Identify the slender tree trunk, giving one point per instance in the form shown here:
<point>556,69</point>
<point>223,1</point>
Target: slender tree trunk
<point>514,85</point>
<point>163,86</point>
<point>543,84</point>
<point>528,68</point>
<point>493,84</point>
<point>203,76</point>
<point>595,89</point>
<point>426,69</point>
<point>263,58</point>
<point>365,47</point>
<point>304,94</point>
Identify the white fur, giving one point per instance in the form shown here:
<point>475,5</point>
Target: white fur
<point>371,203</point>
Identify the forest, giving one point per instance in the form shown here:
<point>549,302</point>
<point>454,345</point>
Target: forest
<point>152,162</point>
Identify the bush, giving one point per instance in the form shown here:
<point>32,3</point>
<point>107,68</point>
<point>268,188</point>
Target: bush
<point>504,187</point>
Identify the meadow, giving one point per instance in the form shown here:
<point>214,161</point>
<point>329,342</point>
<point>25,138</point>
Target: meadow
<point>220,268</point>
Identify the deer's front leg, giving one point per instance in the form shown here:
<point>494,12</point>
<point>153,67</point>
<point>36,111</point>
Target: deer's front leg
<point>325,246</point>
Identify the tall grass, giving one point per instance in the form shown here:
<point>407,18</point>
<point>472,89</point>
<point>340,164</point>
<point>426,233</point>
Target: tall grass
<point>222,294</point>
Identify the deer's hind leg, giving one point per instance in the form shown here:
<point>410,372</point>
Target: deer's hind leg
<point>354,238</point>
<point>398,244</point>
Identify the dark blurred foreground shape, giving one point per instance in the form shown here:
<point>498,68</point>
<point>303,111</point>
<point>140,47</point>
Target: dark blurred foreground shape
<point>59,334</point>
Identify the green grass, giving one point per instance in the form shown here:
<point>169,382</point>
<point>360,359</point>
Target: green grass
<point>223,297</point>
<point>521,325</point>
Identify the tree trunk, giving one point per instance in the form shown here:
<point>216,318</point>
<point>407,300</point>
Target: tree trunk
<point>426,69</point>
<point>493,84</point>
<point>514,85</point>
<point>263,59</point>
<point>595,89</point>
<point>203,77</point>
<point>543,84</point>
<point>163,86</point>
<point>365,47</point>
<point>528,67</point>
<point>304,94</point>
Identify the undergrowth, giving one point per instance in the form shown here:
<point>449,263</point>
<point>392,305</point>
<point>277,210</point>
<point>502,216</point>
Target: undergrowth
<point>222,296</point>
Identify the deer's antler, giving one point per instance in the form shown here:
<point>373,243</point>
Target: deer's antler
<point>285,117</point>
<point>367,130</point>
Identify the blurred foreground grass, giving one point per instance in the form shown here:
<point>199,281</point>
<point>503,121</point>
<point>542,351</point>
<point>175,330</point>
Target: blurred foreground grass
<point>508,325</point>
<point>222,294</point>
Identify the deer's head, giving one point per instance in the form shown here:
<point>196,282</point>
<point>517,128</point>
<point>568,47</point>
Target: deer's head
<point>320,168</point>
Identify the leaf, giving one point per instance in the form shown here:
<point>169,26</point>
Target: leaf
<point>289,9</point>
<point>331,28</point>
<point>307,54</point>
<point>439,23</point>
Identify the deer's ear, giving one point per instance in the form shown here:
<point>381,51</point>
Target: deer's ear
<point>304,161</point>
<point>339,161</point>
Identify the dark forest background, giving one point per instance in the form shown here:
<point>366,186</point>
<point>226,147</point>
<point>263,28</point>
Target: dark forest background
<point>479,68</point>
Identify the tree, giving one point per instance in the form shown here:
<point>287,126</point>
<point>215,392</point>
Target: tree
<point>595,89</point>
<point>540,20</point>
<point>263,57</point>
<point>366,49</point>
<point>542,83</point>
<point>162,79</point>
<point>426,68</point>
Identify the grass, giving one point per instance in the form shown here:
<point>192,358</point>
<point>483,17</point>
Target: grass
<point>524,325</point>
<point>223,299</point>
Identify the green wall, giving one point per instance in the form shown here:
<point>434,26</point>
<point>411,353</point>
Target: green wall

* * *

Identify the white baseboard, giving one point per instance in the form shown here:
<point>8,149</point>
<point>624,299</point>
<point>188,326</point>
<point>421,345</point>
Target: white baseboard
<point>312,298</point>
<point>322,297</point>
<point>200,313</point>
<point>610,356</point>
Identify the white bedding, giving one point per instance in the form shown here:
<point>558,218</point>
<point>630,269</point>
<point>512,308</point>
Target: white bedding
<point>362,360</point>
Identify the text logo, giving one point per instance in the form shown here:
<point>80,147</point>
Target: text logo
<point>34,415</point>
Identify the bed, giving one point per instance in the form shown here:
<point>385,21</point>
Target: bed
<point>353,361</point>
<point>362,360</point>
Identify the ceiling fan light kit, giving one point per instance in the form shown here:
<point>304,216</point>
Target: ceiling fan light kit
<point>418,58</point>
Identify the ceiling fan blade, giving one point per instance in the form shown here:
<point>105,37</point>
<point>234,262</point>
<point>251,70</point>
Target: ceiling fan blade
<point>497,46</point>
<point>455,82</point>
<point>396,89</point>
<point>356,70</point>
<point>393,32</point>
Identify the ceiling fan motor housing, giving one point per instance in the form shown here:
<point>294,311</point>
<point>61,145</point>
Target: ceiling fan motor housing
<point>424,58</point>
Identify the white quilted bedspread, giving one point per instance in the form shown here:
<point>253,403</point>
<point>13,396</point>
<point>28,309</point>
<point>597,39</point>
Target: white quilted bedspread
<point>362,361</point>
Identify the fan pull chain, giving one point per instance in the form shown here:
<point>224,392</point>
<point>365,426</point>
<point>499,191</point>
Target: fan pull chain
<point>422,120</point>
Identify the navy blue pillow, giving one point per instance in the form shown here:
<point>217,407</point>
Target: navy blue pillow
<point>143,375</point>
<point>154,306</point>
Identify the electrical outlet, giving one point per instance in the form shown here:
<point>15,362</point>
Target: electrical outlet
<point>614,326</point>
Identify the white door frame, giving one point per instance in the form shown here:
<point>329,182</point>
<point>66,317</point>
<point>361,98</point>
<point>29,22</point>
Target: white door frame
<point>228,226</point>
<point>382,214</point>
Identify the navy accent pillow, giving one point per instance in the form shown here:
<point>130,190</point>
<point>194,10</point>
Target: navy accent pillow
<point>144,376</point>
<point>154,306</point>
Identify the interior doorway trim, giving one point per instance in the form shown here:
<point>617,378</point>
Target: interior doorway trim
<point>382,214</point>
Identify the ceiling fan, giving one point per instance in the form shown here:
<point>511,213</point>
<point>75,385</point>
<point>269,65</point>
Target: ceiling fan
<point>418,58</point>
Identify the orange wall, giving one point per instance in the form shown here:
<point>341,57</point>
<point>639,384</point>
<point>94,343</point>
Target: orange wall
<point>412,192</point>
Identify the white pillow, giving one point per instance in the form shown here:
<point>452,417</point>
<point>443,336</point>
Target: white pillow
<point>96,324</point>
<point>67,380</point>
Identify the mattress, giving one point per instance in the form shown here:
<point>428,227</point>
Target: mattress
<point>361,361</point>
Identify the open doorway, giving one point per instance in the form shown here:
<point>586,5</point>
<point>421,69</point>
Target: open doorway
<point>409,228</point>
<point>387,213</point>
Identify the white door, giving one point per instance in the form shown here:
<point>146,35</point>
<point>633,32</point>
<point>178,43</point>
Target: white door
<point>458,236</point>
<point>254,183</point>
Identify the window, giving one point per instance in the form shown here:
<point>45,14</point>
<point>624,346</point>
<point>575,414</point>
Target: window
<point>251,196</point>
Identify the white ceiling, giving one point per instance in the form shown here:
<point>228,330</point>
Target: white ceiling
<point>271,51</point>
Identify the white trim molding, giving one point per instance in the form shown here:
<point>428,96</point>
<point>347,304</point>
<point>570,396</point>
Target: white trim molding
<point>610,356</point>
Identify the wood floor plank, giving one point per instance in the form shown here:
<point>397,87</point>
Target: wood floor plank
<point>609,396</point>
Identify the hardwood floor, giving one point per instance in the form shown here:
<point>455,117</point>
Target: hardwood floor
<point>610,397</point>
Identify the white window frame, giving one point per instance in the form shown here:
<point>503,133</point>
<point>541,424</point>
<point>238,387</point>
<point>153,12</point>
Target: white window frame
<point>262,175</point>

• _What you have to do_:
Could you retype the records word for word, from the line containing "Identify the open" through the line containing "<point>387,213</point>", including both of those lines?

• _The output_:
Identify the open doorway, giving one point per instance in the form shown here:
<point>586,5</point>
<point>421,69</point>
Target: open doorway
<point>409,228</point>
<point>387,213</point>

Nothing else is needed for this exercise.